## WHAT THE TASK REQUIRES
Please find every line in the rows below that contains the word "tree" and copy each of those lines in full.
------ RECORDS TO USE
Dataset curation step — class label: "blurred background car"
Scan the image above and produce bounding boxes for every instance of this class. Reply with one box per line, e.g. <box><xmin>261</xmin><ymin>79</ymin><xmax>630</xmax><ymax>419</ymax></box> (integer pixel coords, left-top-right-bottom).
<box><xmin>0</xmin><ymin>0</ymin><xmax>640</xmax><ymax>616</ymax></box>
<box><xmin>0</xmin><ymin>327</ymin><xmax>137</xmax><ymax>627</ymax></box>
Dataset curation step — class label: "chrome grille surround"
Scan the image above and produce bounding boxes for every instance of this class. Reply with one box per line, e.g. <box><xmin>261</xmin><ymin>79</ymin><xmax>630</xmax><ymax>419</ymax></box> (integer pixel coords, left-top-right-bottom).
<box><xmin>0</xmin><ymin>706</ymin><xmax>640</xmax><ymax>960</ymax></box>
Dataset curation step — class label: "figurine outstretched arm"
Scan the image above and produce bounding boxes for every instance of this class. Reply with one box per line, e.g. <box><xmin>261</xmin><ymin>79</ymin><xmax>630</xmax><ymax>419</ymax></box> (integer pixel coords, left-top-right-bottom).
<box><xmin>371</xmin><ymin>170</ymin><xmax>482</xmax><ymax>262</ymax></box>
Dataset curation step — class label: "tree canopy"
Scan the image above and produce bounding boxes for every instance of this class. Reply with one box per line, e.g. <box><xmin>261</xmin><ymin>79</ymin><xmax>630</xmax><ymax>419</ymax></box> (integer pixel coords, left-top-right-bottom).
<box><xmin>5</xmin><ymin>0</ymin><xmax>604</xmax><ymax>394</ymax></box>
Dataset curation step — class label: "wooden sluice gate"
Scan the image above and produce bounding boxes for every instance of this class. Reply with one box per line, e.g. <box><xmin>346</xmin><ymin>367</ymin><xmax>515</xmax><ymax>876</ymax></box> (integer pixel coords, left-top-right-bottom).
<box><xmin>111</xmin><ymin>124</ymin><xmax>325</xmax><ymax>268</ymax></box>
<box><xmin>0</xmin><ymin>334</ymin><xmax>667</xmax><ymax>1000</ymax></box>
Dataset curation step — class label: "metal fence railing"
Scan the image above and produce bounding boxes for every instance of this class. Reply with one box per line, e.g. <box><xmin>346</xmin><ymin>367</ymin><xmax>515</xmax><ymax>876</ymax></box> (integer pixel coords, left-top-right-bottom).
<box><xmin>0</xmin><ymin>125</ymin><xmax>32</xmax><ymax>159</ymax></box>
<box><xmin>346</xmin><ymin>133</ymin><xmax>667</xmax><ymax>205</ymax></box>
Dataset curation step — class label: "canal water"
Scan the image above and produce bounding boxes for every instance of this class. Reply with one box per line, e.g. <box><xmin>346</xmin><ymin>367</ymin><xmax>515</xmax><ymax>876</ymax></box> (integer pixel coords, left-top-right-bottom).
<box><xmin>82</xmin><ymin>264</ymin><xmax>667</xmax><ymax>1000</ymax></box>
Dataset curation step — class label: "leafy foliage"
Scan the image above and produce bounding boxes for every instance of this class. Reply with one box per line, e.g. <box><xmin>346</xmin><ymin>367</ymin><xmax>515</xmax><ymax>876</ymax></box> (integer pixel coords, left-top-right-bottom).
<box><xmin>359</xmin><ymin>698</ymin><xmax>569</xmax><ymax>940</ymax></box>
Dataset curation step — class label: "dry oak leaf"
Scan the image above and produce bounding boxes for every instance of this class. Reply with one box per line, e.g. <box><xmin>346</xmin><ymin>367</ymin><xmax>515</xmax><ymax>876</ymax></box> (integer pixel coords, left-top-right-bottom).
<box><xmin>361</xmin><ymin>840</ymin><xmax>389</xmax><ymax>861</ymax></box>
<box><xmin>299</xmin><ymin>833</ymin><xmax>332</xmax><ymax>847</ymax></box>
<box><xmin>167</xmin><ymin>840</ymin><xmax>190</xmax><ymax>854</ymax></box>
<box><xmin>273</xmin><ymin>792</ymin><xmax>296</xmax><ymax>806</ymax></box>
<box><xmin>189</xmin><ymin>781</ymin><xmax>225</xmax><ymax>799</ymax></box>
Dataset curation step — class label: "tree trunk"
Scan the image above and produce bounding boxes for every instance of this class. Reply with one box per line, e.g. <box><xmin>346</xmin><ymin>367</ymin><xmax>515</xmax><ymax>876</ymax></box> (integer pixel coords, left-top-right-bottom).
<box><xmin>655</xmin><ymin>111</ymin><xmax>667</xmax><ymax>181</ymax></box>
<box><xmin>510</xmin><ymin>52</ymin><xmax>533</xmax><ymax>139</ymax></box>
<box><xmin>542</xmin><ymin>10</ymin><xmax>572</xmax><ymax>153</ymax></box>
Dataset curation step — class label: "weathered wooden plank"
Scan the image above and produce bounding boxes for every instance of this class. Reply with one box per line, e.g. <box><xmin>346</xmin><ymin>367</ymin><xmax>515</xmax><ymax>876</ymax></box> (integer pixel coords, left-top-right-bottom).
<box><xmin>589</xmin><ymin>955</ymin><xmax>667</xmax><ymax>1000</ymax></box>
------------
## FINISHED EXERCISE
Dataset curation step — class label: "tree canopy"
Dataset curation step — class label: "tree trunk"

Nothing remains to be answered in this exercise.